▶ **INSTRUCTIONS FOR THE TASK**
Can you format every line of the items below as a single JSON list of strings, with one string per line and blank lines omitted?

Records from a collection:

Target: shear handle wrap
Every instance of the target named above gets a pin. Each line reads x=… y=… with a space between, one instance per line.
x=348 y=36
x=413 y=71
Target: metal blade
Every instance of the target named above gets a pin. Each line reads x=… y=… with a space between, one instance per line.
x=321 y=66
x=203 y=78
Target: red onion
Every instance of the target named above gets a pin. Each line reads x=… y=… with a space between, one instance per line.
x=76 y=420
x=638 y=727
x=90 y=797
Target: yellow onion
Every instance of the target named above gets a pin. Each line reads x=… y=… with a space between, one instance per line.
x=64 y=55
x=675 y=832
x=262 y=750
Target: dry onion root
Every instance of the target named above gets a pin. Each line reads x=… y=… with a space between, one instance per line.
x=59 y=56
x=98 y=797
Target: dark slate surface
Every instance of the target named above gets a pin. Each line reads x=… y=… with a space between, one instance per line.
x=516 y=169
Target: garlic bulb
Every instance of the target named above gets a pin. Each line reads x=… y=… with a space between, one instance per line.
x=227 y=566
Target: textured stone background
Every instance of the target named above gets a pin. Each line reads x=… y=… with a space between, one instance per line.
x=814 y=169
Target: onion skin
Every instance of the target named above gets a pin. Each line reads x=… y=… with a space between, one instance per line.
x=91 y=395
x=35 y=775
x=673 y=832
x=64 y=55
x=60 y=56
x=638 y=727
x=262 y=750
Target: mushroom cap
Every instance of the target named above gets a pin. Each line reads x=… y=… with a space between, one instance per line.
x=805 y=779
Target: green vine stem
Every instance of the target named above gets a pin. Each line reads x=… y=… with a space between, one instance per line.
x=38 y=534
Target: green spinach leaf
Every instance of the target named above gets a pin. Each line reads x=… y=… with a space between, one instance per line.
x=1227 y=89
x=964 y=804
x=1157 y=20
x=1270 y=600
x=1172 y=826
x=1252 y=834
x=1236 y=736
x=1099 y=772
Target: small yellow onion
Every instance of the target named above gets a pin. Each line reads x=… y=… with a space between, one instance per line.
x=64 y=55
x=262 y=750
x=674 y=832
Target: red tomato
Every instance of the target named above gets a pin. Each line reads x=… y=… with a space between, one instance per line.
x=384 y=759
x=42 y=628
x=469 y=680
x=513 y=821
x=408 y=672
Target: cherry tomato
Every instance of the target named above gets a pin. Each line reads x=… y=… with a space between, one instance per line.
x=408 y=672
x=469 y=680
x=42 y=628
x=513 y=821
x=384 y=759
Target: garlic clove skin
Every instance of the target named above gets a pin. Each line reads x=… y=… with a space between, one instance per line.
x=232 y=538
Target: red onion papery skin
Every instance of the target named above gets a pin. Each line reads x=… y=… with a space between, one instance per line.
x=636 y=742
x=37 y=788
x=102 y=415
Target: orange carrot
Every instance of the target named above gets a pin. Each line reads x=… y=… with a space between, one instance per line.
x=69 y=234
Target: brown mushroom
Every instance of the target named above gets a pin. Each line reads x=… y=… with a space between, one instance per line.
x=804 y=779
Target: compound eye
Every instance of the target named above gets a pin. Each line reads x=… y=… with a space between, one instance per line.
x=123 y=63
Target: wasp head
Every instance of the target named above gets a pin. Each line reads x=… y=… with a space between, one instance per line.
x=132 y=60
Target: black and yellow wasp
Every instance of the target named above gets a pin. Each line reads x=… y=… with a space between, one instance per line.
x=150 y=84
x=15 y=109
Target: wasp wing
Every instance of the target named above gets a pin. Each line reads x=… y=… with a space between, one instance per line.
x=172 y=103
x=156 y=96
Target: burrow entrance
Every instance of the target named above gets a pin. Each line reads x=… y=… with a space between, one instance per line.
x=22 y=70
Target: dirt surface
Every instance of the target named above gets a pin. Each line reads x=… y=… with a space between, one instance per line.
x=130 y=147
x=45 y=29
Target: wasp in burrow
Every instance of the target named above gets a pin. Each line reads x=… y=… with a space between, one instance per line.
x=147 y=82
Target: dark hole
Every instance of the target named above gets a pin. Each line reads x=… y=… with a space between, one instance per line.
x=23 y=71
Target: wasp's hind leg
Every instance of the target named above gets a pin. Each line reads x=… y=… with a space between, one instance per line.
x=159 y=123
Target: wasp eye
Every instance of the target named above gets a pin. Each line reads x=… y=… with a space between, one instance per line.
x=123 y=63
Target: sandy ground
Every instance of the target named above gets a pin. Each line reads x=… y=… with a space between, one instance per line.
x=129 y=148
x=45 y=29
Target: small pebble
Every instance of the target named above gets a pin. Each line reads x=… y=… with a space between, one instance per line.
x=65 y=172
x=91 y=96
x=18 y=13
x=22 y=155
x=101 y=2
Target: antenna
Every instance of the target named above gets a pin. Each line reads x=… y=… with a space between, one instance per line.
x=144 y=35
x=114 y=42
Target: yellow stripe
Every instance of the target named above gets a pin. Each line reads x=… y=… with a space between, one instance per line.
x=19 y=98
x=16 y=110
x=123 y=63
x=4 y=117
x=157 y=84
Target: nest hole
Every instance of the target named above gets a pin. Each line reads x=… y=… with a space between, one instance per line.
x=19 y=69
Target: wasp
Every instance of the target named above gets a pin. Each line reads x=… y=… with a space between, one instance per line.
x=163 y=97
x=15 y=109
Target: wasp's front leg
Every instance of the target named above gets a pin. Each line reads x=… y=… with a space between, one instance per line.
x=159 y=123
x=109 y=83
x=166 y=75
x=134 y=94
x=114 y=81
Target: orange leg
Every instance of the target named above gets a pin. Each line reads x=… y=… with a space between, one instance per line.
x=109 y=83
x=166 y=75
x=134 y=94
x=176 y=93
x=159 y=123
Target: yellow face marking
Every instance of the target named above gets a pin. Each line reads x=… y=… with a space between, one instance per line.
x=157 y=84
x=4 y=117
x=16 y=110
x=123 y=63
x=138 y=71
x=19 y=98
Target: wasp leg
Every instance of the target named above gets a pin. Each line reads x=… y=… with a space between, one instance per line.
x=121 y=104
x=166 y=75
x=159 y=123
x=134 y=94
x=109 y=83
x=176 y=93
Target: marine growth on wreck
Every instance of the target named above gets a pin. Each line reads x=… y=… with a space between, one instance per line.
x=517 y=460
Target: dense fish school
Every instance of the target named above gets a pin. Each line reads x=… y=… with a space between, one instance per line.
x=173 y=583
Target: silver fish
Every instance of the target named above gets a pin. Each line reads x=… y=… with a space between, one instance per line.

▶ **RESULT OF THE EXERCISE**
[
  "Target: shear handle wrap",
  "Every instance of the target named above gets a pin. Each line reads x=… y=… with a space between, one instance per line.",
  "x=348 y=36",
  "x=413 y=71",
  "Target: metal blade",
  "Every instance of the target named above gets a pin. Each line reads x=… y=… with a space between, one instance per line.",
  "x=321 y=66",
  "x=203 y=78",
  "Target: red onion",
  "Every instance of the target named above gets a pin. Each line reads x=… y=… with a space between, one instance per line.",
  "x=76 y=420",
  "x=638 y=727",
  "x=90 y=797",
  "Target: yellow onion",
  "Every instance of the target named above gets a pin. Each line reads x=… y=… with a space between, one instance per line.",
  "x=64 y=55",
  "x=675 y=832",
  "x=262 y=750",
  "Target: dry onion root",
  "Every instance of the target named above gets a pin. Each line reads x=… y=… with a space between, one instance per line.",
  "x=59 y=56",
  "x=98 y=797",
  "Target: dark slate surface",
  "Every instance of the target named above gets a pin. Each line reads x=… y=… with a space between, one instance per line.",
  "x=516 y=169",
  "Target: garlic bulb",
  "Every instance of the target named above gets a pin. Each line reads x=… y=… with a space between, one instance per line.",
  "x=227 y=566",
  "Target: textured stone background",
  "Every instance of the target named above gets a pin. Each line reads x=… y=… with a space between, one instance per line.",
  "x=814 y=169",
  "Target: onion skin",
  "Every instance of the target named above gets a pin. Each line reads x=… y=… with a space between, one instance per line.",
  "x=91 y=395",
  "x=35 y=775",
  "x=673 y=832",
  "x=64 y=55",
  "x=60 y=56",
  "x=638 y=727",
  "x=262 y=750",
  "Target: mushroom cap",
  "Every instance of the target named above gets a pin. Each line reads x=… y=… with a space between, one instance per line.",
  "x=805 y=779",
  "Target: green vine stem",
  "Every instance of the target named above gets a pin. Each line reads x=… y=… with a space between, one instance per line.",
  "x=38 y=534",
  "Target: green spinach leaf",
  "Every instance of the target named above gets a pin. Each line reads x=… y=… with a space between, one instance per line.",
  "x=1227 y=89",
  "x=964 y=804",
  "x=1157 y=20",
  "x=1270 y=600",
  "x=1172 y=826",
  "x=1252 y=834",
  "x=1236 y=736",
  "x=1099 y=772",
  "Target: small yellow onion",
  "Every instance of the target named above gets a pin. Each line reads x=… y=… with a space between, one instance per line.",
  "x=64 y=55",
  "x=262 y=750",
  "x=674 y=832",
  "Target: red tomato",
  "Every instance of the target named above gets a pin. Each line reads x=… y=… with a space between, one instance per line.",
  "x=384 y=759",
  "x=42 y=628",
  "x=469 y=680",
  "x=513 y=821",
  "x=408 y=672",
  "Target: cherry tomato",
  "Every instance of the target named above gets a pin. Each line reads x=… y=… with a space between, one instance per line.",
  "x=408 y=672",
  "x=469 y=680",
  "x=42 y=628",
  "x=513 y=821",
  "x=384 y=759",
  "Target: garlic clove skin",
  "Every instance of the target named above gets a pin. Each line reads x=… y=… with a space between, one instance per line.",
  "x=232 y=538",
  "Target: red onion papery skin",
  "Every instance of the target named above gets a pin. Each line reads x=… y=… with a space between, one instance per line.",
  "x=636 y=742",
  "x=37 y=788",
  "x=102 y=415",
  "Target: orange carrot",
  "Every instance of the target named above gets a pin. Each line reads x=… y=… with a space between, one instance per line.",
  "x=69 y=234",
  "Target: brown mushroom",
  "Every instance of the target named above gets a pin. Each line reads x=… y=… with a space between, one instance per line.",
  "x=804 y=779",
  "Target: compound eye",
  "Every instance of the target named above gets a pin. Each line reads x=… y=… with a space between, one instance per line.",
  "x=123 y=63",
  "Target: wasp head",
  "Every instance of the target named above gets a pin. Each line reads x=… y=… with a space between, one instance per line.",
  "x=132 y=60",
  "Target: black and yellow wasp",
  "Every instance of the target named above gets a pin. Each line reads x=… y=… with a space between, one instance per line.",
  "x=150 y=84",
  "x=15 y=109",
  "Target: wasp wing",
  "Every instance of the target named above gets a pin. Each line reads x=… y=… with a space between, one instance per line.",
  "x=172 y=103",
  "x=156 y=96",
  "Target: burrow entrance",
  "Every instance of the target named above gets a pin. Each line reads x=… y=… with a space between, one instance per line.",
  "x=22 y=70",
  "Target: dirt surface",
  "Every instance of the target named above gets a pin. Each line reads x=… y=… with a space between, one instance per line.",
  "x=130 y=147",
  "x=45 y=29",
  "Target: wasp in burrow",
  "Every instance of the target named above gets a pin. Each line reads x=… y=… with a space between, one instance per line.",
  "x=147 y=82",
  "Target: dark hole",
  "Every instance of the target named above gets a pin. Each line reads x=… y=… with a space between, one instance per line.",
  "x=23 y=71",
  "Target: wasp's hind leg",
  "Every instance of the target named above gets a pin. Each line reads x=… y=… with a space between, one instance per line.",
  "x=159 y=123",
  "Target: wasp eye",
  "Every instance of the target named above gets a pin. Each line reads x=… y=… with a space between, one instance per line.",
  "x=123 y=63",
  "Target: sandy ground",
  "Every instance of the target named above gets a pin. Each line reads x=… y=… with a space between, one instance per line.",
  "x=129 y=148",
  "x=45 y=29",
  "Target: small pebble",
  "Every instance of the target named above gets a pin. Each line reads x=… y=… with a space between, one instance per line.",
  "x=65 y=172",
  "x=91 y=96",
  "x=18 y=13",
  "x=22 y=155",
  "x=101 y=2",
  "Target: antenna",
  "Every instance of the target named above gets a pin. Each line reads x=… y=… with a space between, one instance per line.",
  "x=144 y=35",
  "x=114 y=42",
  "Target: yellow stripe",
  "Every instance of the target named above gets a pin. Each line reads x=… y=… with a space between, one instance per line.",
  "x=19 y=98",
  "x=16 y=110",
  "x=123 y=63",
  "x=4 y=117",
  "x=157 y=84",
  "Target: nest hole",
  "Every instance of the target named above gets a pin. Each line reads x=… y=… with a space between, one instance per line.",
  "x=19 y=69",
  "Target: wasp",
  "Every instance of the target named above gets a pin. Each line reads x=… y=… with a space between, one instance per line.",
  "x=163 y=97",
  "x=15 y=109",
  "Target: wasp's front leg",
  "Every instance of the target named above gets a pin. Each line reads x=… y=… with a space between, one instance per line.",
  "x=159 y=123",
  "x=109 y=83",
  "x=166 y=75",
  "x=134 y=94",
  "x=114 y=81",
  "Target: orange leg",
  "Every instance of the target named above gets a pin. Each line reads x=… y=… with a space between, one instance per line.",
  "x=109 y=83",
  "x=166 y=75",
  "x=134 y=94",
  "x=176 y=93",
  "x=159 y=123",
  "Target: yellow face marking",
  "Every instance of the target named above gets a pin. Each line reads x=… y=… with a space between, one instance per line.",
  "x=157 y=84",
  "x=4 y=117",
  "x=16 y=110",
  "x=123 y=63",
  "x=138 y=71",
  "x=19 y=98",
  "Target: wasp leg",
  "Every instance of the target named above gets a pin. Each line reads x=… y=… with a space between, one instance per line.",
  "x=121 y=104",
  "x=166 y=75",
  "x=159 y=123",
  "x=134 y=94",
  "x=109 y=83",
  "x=176 y=93",
  "Target: marine growth on wreck",
  "Every instance of the target named above gets a pin. Each line reads x=… y=… with a space between, one instance per line.",
  "x=517 y=460",
  "Target: dense fish school",
  "Every instance of the target named above gets a pin. Each line reads x=… y=… with a space between, one instance per line.",
  "x=173 y=583",
  "Target: silver fish",
  "Every instance of the target named above gets a pin. Each line reads x=… y=… with a space between, one instance per line."
]